##### MATERIAL SHOWN #####

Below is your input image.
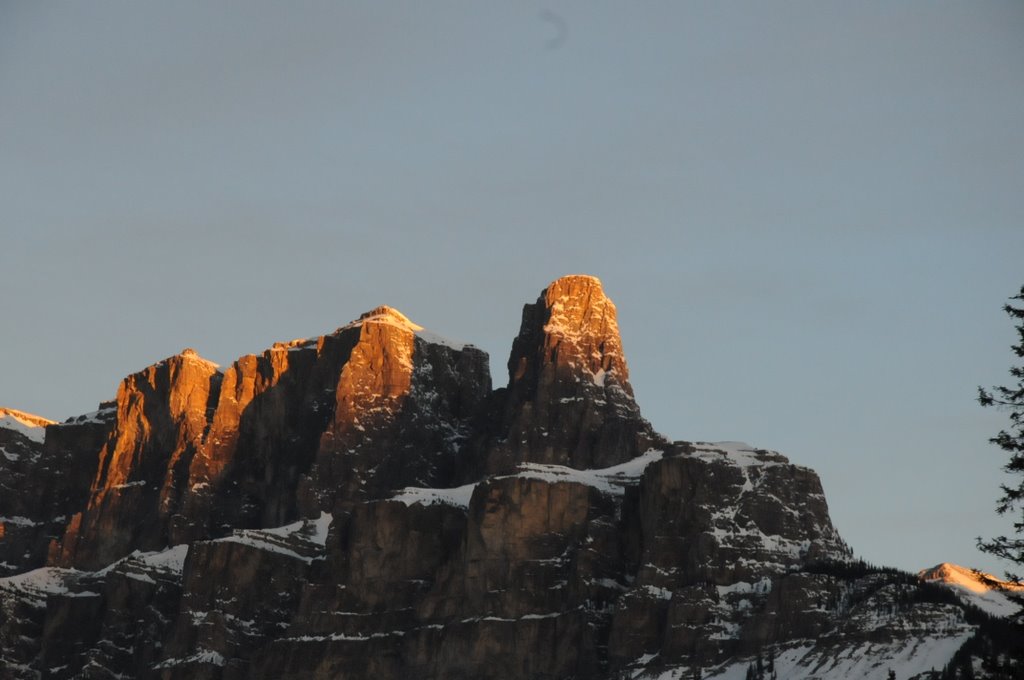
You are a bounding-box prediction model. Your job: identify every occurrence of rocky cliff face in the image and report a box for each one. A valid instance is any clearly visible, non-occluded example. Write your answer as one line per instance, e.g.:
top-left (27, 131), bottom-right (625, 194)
top-left (479, 275), bottom-right (664, 474)
top-left (0, 277), bottom-right (1020, 680)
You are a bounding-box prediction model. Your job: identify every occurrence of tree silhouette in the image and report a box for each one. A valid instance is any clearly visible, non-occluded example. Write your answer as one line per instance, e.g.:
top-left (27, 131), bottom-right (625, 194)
top-left (978, 286), bottom-right (1024, 582)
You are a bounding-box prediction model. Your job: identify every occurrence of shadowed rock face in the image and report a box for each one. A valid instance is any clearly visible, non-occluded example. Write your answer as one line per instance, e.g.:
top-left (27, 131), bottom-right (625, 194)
top-left (482, 275), bottom-right (663, 473)
top-left (0, 277), bottom-right (1024, 680)
top-left (53, 349), bottom-right (221, 568)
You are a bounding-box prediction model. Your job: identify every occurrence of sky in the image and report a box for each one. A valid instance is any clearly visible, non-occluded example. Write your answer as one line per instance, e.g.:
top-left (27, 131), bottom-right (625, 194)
top-left (0, 0), bottom-right (1024, 572)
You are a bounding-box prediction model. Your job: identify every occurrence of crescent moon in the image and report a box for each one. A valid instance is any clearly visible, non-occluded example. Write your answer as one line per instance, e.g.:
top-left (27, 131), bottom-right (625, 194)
top-left (541, 9), bottom-right (569, 49)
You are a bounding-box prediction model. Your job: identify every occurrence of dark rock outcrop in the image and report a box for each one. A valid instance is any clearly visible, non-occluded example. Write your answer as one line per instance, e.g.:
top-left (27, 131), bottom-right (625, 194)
top-left (480, 275), bottom-right (664, 474)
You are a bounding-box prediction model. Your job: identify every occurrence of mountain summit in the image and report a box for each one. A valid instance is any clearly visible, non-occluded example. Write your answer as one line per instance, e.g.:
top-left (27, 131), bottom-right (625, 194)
top-left (0, 275), bottom-right (1024, 680)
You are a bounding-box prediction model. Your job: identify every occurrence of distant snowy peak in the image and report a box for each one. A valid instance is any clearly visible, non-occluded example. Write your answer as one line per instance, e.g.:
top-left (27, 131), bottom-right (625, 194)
top-left (0, 408), bottom-right (54, 443)
top-left (918, 562), bottom-right (1024, 617)
top-left (339, 304), bottom-right (467, 351)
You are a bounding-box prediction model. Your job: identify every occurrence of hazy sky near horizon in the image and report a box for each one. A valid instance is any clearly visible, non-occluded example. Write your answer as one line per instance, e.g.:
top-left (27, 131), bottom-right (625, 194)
top-left (0, 2), bottom-right (1024, 571)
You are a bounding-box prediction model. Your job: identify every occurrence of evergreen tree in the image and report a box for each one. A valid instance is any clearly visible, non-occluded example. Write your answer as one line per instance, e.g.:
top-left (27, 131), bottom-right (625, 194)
top-left (978, 286), bottom-right (1024, 580)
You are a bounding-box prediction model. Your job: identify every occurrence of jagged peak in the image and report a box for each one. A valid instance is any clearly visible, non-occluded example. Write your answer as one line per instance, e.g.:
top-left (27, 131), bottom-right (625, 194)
top-left (154, 347), bottom-right (220, 370)
top-left (542, 274), bottom-right (618, 341)
top-left (345, 304), bottom-right (423, 333)
top-left (340, 304), bottom-right (472, 351)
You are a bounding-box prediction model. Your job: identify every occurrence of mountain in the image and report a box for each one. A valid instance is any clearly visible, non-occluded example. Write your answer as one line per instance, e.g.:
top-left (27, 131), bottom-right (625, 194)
top-left (918, 562), bottom-right (1024, 617)
top-left (0, 275), bottom-right (1024, 680)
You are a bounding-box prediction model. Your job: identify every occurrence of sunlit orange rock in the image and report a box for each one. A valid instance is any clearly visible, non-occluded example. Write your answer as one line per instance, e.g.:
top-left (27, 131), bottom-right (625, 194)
top-left (52, 349), bottom-right (221, 567)
top-left (482, 275), bottom-right (660, 472)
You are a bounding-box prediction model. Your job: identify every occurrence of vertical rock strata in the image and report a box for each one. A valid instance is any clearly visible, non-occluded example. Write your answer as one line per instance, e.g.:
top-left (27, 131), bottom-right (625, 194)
top-left (483, 275), bottom-right (663, 473)
top-left (0, 275), bottom-right (1002, 680)
top-left (53, 349), bottom-right (221, 568)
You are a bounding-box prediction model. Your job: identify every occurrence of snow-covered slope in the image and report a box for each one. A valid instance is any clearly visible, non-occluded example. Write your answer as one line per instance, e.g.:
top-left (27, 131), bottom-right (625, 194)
top-left (0, 408), bottom-right (53, 443)
top-left (918, 562), bottom-right (1024, 617)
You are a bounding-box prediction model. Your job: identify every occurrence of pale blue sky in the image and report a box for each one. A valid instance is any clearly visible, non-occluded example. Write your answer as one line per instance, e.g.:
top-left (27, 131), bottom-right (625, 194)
top-left (0, 1), bottom-right (1024, 570)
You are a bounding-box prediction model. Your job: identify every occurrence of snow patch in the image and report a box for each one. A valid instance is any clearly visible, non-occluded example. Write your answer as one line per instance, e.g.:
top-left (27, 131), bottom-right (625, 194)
top-left (498, 449), bottom-right (665, 496)
top-left (0, 566), bottom-right (76, 598)
top-left (0, 409), bottom-right (54, 443)
top-left (389, 483), bottom-right (476, 508)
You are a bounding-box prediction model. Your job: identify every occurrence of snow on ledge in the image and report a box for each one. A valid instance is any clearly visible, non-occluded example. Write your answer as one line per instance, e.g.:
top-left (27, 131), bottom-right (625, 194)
top-left (0, 409), bottom-right (54, 443)
top-left (388, 483), bottom-right (476, 508)
top-left (498, 449), bottom-right (665, 496)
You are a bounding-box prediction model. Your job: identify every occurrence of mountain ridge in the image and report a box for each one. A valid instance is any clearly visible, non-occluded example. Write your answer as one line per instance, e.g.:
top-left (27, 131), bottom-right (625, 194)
top-left (0, 275), bottom-right (1019, 680)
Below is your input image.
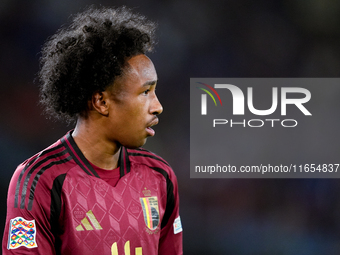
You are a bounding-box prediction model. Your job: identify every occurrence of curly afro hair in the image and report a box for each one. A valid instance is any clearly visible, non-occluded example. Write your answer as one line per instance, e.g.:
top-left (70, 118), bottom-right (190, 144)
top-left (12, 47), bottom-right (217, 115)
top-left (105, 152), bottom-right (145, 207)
top-left (38, 7), bottom-right (156, 122)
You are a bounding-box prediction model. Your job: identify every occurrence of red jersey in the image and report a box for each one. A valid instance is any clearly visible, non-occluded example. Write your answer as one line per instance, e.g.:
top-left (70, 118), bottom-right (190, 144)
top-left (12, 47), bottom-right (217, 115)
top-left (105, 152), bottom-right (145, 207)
top-left (2, 132), bottom-right (183, 255)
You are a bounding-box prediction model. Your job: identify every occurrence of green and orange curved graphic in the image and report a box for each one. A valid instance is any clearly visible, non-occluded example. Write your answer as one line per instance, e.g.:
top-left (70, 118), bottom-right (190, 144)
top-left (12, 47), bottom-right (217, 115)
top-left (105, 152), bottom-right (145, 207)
top-left (197, 82), bottom-right (222, 106)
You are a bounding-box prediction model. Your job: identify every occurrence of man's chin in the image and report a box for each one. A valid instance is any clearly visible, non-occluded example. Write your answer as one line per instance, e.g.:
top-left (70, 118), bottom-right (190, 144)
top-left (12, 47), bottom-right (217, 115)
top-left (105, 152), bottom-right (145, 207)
top-left (123, 138), bottom-right (147, 149)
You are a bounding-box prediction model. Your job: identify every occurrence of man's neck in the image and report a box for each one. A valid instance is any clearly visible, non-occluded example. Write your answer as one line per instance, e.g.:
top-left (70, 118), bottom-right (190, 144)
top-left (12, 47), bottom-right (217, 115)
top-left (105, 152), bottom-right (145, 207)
top-left (72, 119), bottom-right (121, 170)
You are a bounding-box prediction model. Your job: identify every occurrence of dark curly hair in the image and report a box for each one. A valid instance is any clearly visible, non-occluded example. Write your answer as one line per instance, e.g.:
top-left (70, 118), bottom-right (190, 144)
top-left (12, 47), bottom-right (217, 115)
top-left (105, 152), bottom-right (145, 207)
top-left (38, 7), bottom-right (156, 122)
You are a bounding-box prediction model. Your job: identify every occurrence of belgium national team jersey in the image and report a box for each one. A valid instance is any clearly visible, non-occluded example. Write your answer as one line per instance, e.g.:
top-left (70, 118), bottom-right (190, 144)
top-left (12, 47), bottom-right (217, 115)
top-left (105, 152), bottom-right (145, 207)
top-left (2, 133), bottom-right (182, 255)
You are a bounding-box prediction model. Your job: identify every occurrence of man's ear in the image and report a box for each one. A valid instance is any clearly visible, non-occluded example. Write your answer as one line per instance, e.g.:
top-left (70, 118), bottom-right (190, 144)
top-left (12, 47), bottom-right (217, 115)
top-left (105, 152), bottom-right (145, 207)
top-left (91, 91), bottom-right (109, 116)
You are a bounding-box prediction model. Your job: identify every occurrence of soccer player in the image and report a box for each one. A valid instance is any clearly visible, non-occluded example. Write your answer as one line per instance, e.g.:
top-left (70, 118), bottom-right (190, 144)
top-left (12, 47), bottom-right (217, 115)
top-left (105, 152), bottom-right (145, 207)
top-left (2, 8), bottom-right (183, 255)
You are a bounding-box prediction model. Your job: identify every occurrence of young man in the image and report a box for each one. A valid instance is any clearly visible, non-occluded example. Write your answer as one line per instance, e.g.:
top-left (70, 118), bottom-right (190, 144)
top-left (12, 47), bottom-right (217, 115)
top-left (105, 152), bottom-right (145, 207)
top-left (2, 8), bottom-right (183, 255)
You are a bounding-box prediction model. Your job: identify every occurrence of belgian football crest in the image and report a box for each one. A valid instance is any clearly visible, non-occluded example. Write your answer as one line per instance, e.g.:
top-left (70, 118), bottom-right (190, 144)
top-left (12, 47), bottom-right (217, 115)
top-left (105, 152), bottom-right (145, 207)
top-left (140, 197), bottom-right (159, 230)
top-left (7, 217), bottom-right (38, 249)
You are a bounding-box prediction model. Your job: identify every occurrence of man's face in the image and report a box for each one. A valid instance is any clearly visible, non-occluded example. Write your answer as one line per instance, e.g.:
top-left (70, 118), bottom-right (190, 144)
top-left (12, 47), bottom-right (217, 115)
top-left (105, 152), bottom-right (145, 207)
top-left (108, 55), bottom-right (163, 148)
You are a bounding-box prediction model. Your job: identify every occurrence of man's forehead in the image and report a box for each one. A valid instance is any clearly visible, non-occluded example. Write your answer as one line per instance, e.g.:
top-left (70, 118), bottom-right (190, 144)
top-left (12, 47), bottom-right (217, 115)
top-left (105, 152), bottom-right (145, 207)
top-left (127, 54), bottom-right (157, 80)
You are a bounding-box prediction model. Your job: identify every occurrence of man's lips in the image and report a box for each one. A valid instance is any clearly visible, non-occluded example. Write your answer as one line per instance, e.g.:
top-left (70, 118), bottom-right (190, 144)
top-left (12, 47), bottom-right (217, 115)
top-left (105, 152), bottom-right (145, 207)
top-left (146, 117), bottom-right (158, 136)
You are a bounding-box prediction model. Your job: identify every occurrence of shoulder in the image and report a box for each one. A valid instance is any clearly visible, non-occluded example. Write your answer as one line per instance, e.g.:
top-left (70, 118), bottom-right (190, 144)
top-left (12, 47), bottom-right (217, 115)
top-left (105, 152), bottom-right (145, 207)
top-left (16, 140), bottom-right (71, 178)
top-left (8, 140), bottom-right (72, 210)
top-left (127, 148), bottom-right (175, 178)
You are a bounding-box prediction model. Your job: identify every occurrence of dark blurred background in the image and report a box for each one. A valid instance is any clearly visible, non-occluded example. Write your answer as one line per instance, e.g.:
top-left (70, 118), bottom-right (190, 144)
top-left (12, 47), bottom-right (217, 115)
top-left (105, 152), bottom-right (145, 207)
top-left (0, 0), bottom-right (340, 255)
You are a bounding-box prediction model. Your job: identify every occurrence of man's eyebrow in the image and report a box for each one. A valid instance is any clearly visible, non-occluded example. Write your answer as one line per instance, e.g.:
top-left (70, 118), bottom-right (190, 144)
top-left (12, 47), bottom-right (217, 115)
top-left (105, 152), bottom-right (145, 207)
top-left (143, 80), bottom-right (157, 86)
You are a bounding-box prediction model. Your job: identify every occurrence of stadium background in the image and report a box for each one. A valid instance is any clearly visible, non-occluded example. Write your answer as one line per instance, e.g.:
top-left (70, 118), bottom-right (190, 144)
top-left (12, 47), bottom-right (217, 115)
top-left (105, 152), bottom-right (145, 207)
top-left (0, 0), bottom-right (340, 255)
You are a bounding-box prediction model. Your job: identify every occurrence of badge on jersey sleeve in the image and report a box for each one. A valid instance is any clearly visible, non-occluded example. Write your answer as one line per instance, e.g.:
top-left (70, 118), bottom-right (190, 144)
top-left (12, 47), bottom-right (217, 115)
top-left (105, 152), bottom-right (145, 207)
top-left (7, 217), bottom-right (38, 249)
top-left (140, 197), bottom-right (159, 230)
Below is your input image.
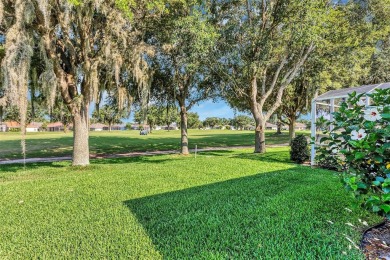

#####

__TASK__
Convert the entries starting at the line containing "occurrence of red" and ending at the line containing "top-left (123, 138), bottom-right (147, 149)" into a JSON list of strings, one string per line, with blank lines omitted.

__FINISHED TASK__
[
  "You are a bounding-box prediction model. Your job: identify every occurrence of red jersey in the image and report a box for each one. A valid instance is any clearly visible, non-occluded example. Write your answer as one line per instance, e.g.:",
  "top-left (70, 118), bottom-right (190, 144)",
  "top-left (12, 47), bottom-right (217, 115)",
  "top-left (105, 152), bottom-right (145, 207)",
  "top-left (2, 132), bottom-right (183, 255)",
  "You are a bounding-box prediction model. Your job: identify every occurrence of green and orange curved graphic in the image and report a box for each one. A valid instance is any clearly visible, non-occluded example. Write your answer as one line per instance, e.g.:",
  "top-left (70, 118), bottom-right (190, 144)",
  "top-left (12, 47), bottom-right (217, 115)",
  "top-left (105, 152), bottom-right (145, 207)",
  "top-left (197, 82), bottom-right (222, 106)",
  "You are a bounding-box prediction model. Your job: identify every occurrence of man's chin in the image and report a box for each one. A valid instance is any clearly visible, non-occluded example. Write your answer as one line per instance, e.g.:",
  "top-left (70, 118), bottom-right (190, 144)",
  "top-left (12, 47), bottom-right (217, 115)",
  "top-left (105, 152), bottom-right (145, 207)",
  "top-left (123, 138), bottom-right (147, 149)"
]